_BRIEF_
Every record that follows must be set down word for word.

_SOURCE MATERIAL_
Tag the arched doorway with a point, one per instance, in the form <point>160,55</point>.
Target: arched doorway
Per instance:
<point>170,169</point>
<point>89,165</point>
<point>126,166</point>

_SOLUTION TO THE PROBLEM_
Tag the arched doorway with a point, one per instance, in the form <point>160,55</point>.
Target: arched doorway
Per instance:
<point>170,169</point>
<point>89,165</point>
<point>126,166</point>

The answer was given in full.